*** Opening of GIVEN RECORDS ***
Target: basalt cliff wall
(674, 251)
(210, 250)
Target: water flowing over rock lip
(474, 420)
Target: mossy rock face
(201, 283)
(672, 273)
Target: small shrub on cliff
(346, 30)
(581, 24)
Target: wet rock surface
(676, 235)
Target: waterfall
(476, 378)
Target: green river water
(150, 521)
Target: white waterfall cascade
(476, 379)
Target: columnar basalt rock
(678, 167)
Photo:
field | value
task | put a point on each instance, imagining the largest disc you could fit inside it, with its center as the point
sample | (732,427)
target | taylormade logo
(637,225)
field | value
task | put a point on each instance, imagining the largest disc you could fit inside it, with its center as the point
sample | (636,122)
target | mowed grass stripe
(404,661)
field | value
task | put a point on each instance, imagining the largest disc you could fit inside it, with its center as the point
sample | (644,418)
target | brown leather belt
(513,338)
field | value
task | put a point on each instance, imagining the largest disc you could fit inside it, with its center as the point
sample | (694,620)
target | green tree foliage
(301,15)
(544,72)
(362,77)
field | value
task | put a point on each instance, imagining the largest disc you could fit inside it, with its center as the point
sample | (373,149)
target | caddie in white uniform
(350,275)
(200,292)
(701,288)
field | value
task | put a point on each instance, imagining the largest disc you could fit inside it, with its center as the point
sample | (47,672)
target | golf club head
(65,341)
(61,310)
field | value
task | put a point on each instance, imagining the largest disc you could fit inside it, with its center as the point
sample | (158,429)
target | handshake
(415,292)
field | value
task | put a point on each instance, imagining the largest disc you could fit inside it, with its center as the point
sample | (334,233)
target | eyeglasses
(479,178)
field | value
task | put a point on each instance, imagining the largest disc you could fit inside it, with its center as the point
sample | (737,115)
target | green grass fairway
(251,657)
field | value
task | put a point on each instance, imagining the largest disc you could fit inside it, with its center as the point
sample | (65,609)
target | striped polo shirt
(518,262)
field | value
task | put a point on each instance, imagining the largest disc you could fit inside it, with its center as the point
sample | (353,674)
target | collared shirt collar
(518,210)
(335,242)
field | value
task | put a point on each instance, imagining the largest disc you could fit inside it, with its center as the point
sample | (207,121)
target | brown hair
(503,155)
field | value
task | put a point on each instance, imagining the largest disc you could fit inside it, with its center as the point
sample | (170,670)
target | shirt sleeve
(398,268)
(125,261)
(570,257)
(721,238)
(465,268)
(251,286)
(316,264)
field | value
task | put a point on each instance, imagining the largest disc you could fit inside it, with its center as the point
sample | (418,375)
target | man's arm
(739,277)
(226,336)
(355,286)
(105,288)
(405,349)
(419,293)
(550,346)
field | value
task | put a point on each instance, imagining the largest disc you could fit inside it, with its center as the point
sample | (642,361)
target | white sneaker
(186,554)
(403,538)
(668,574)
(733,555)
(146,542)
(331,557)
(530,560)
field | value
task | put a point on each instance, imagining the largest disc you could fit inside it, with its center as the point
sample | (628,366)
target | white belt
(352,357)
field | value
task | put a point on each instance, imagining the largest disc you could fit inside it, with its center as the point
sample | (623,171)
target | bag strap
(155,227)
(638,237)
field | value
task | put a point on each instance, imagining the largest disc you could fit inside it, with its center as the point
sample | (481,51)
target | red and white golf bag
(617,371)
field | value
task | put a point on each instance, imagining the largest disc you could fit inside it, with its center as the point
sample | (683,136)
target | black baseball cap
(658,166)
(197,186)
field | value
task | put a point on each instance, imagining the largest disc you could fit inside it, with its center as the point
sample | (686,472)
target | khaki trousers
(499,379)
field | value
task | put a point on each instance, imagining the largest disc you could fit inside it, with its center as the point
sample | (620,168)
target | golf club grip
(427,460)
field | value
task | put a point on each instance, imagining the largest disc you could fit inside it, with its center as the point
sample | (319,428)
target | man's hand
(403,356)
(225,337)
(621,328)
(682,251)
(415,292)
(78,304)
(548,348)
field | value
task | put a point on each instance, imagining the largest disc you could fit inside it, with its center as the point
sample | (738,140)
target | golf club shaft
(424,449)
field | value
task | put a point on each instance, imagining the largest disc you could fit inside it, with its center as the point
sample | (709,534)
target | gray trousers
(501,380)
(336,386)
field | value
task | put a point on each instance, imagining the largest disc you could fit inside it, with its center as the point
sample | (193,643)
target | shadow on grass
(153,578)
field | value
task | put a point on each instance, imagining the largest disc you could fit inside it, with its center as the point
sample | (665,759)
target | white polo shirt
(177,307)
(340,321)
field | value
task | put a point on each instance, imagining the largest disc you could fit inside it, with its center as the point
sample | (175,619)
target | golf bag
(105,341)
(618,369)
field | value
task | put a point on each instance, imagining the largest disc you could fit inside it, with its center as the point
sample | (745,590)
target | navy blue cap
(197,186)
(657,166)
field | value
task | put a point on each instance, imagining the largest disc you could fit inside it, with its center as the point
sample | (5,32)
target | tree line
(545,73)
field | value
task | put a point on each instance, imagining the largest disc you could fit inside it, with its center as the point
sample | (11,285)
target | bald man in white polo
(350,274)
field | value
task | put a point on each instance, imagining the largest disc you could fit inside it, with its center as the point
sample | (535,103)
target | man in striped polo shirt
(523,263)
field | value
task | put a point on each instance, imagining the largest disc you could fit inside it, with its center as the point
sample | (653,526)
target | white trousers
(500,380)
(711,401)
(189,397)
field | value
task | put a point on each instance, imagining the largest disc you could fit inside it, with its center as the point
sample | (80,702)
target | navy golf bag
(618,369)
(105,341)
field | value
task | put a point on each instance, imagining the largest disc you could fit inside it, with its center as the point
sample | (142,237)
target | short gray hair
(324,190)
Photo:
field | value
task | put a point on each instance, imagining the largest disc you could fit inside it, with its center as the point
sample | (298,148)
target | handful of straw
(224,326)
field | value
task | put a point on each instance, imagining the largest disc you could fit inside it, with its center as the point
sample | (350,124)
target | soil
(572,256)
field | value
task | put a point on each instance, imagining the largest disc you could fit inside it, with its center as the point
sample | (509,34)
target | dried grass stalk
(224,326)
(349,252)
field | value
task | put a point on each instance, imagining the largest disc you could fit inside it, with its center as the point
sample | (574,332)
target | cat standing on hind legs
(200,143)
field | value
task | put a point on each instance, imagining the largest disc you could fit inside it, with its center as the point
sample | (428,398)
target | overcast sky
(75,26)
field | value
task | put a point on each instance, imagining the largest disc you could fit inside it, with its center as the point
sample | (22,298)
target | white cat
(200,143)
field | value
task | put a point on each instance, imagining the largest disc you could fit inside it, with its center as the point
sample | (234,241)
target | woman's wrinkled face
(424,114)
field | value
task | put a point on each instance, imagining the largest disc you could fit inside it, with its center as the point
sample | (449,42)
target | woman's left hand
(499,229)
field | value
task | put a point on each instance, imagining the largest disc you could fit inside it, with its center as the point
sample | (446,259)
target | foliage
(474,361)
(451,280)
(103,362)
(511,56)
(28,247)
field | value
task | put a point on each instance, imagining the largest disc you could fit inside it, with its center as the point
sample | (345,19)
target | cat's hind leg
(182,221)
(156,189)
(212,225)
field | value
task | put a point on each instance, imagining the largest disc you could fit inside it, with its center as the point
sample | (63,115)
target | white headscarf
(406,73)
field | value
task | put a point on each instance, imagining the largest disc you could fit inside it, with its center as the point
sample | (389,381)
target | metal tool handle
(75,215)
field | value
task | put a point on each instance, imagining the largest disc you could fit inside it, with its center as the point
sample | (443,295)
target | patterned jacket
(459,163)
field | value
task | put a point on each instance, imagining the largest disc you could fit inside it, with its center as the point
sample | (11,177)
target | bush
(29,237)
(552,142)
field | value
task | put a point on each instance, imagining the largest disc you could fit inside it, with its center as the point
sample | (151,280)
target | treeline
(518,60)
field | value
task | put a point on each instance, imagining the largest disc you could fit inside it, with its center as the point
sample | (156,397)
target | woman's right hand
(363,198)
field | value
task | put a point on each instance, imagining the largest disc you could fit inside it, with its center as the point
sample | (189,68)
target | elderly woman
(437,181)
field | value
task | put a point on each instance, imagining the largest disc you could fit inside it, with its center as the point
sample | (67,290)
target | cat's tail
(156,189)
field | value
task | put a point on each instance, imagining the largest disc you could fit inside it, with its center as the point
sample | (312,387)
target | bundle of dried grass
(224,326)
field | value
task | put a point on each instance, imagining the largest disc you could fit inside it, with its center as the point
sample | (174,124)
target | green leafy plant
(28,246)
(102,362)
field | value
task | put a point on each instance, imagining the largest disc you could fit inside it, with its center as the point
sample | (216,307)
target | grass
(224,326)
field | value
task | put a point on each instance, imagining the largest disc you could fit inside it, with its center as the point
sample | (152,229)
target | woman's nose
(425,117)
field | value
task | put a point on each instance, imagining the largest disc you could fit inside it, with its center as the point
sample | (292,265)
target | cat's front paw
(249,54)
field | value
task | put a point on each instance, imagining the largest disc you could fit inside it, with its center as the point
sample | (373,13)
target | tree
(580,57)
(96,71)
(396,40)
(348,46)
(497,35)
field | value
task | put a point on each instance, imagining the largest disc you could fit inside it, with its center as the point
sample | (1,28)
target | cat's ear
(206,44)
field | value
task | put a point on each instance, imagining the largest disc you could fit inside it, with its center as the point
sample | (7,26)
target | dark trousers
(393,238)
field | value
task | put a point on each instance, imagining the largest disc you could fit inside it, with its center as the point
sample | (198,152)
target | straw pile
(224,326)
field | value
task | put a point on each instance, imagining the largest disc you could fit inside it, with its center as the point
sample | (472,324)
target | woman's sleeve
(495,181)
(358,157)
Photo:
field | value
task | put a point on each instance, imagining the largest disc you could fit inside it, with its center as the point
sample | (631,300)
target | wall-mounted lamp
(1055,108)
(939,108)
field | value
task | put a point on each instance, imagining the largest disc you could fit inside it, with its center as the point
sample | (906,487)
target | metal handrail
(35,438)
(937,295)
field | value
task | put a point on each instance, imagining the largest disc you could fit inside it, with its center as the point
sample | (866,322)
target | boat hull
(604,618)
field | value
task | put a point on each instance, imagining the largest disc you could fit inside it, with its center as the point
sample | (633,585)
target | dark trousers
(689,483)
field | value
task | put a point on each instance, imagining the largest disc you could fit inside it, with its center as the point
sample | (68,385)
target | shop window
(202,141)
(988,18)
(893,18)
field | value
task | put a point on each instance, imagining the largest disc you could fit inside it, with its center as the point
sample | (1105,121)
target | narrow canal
*** Close of GIVEN RECORDS ***
- **PROBLEM TO SOLVE**
Return only the exact lines from the opening of the records through the line that contains "sample | (732,427)", both included.

- **ANSWER TO THIS PROBLEM**
Target: basalt cliff wall
(674, 251)
(210, 250)
Target: water flowing over rock lip
(474, 420)
Target: mossy rock face
(201, 283)
(672, 273)
Target: small shrub on cliff
(346, 30)
(581, 24)
Target: wet rock surface
(676, 235)
Target: waterfall
(476, 378)
Target: green river water
(150, 521)
Target: white waterfall cascade
(476, 379)
Target: columnar basalt rock
(678, 167)
Photo:
field | value
task | put a point on each instance, imagining the largest disc you could fit inside it, with its center as the point
sample | (732,427)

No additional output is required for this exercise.